▸ Exercise instructions: Below this task are records; return each one exactly and omit its images.

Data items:

+-------+

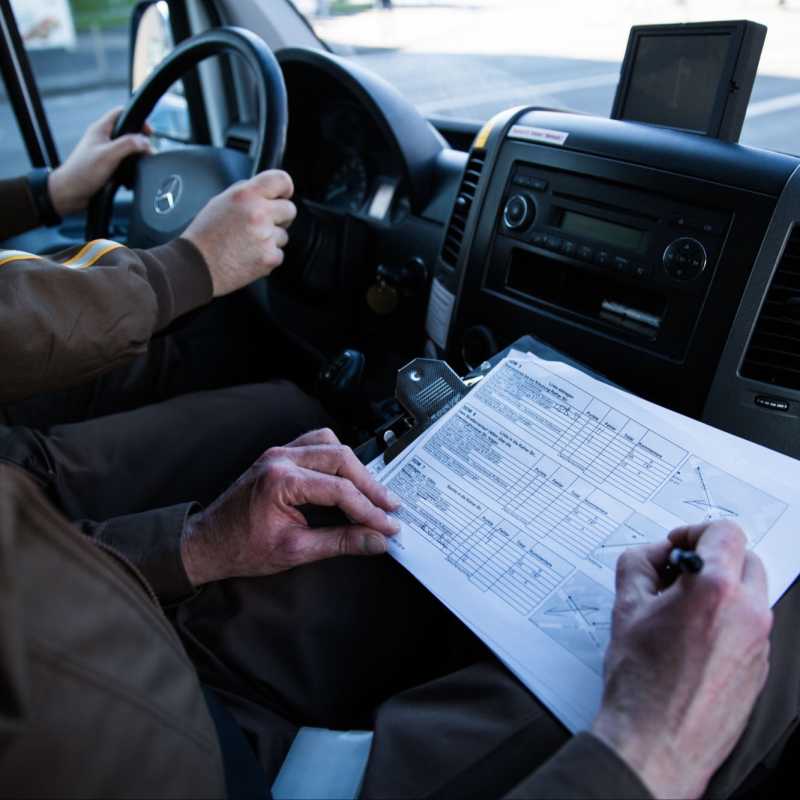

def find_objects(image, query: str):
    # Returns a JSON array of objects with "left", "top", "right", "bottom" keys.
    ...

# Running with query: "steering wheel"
[{"left": 86, "top": 26, "right": 288, "bottom": 246}]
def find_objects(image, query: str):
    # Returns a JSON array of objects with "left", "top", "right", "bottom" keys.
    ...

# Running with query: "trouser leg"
[
  {"left": 175, "top": 555, "right": 565, "bottom": 795},
  {"left": 174, "top": 556, "right": 486, "bottom": 730},
  {"left": 43, "top": 380, "right": 331, "bottom": 520},
  {"left": 173, "top": 559, "right": 483, "bottom": 787},
  {"left": 177, "top": 566, "right": 800, "bottom": 799},
  {"left": 362, "top": 660, "right": 568, "bottom": 799},
  {"left": 2, "top": 291, "right": 272, "bottom": 429}
]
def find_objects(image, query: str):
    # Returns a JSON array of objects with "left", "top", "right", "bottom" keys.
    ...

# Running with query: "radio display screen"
[{"left": 558, "top": 210, "right": 646, "bottom": 253}]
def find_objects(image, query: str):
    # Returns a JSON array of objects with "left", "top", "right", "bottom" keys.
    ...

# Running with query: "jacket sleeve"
[
  {"left": 0, "top": 426, "right": 197, "bottom": 605},
  {"left": 0, "top": 236, "right": 213, "bottom": 404},
  {"left": 75, "top": 504, "right": 198, "bottom": 605},
  {"left": 0, "top": 177, "right": 41, "bottom": 241},
  {"left": 505, "top": 733, "right": 653, "bottom": 799}
]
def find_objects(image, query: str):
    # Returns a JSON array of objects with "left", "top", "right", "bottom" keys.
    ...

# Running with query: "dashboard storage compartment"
[{"left": 505, "top": 247, "right": 667, "bottom": 341}]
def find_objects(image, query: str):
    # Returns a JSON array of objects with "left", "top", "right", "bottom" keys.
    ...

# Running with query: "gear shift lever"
[{"left": 317, "top": 349, "right": 366, "bottom": 413}]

+-------+

▸ Result below:
def find_objects(image, query: str):
    # Returns a JSON array of objects with "left", "top", "right", "bottom" keys.
    ...

# Running with query: "steering wheel"
[{"left": 86, "top": 26, "right": 288, "bottom": 246}]
def find_objects(image, query: str):
    # Returns a JSON array of objects with "left", "top", "right", "bottom" keys.
    ...

# Running with query: "trouser leg"
[
  {"left": 175, "top": 555, "right": 565, "bottom": 795},
  {"left": 174, "top": 556, "right": 486, "bottom": 730},
  {"left": 43, "top": 380, "right": 331, "bottom": 520},
  {"left": 173, "top": 559, "right": 483, "bottom": 787},
  {"left": 177, "top": 566, "right": 800, "bottom": 799},
  {"left": 362, "top": 660, "right": 568, "bottom": 799},
  {"left": 2, "top": 291, "right": 272, "bottom": 429}
]
def find_objects(image, query: str):
    # Returns a JSON array of objects with "left", "top", "right", "bottom" keys.
    ...

# Running with query: "radio display screen"
[{"left": 558, "top": 210, "right": 646, "bottom": 253}]
def find_objects(image, query: str):
    # Returns a JSON array of objects with "left", "top", "right", "bottom" keys.
    ...

# Running with query: "jacket sleeve"
[
  {"left": 0, "top": 426, "right": 197, "bottom": 605},
  {"left": 0, "top": 236, "right": 213, "bottom": 404},
  {"left": 75, "top": 504, "right": 198, "bottom": 605},
  {"left": 0, "top": 177, "right": 41, "bottom": 241},
  {"left": 505, "top": 733, "right": 653, "bottom": 799}
]
def find_objects(image, query: str):
    # Returns a JSON array of objects with "left", "top", "right", "bottom" keys.
    ...

# Running with query: "dashboard storage compartment"
[{"left": 505, "top": 247, "right": 667, "bottom": 341}]
def find_objects(image, query: str):
    # Returns a JSON array of objects with "left", "top", "right", "bottom" keys.
    ...

# Running with query: "gear shift lever"
[{"left": 317, "top": 349, "right": 366, "bottom": 413}]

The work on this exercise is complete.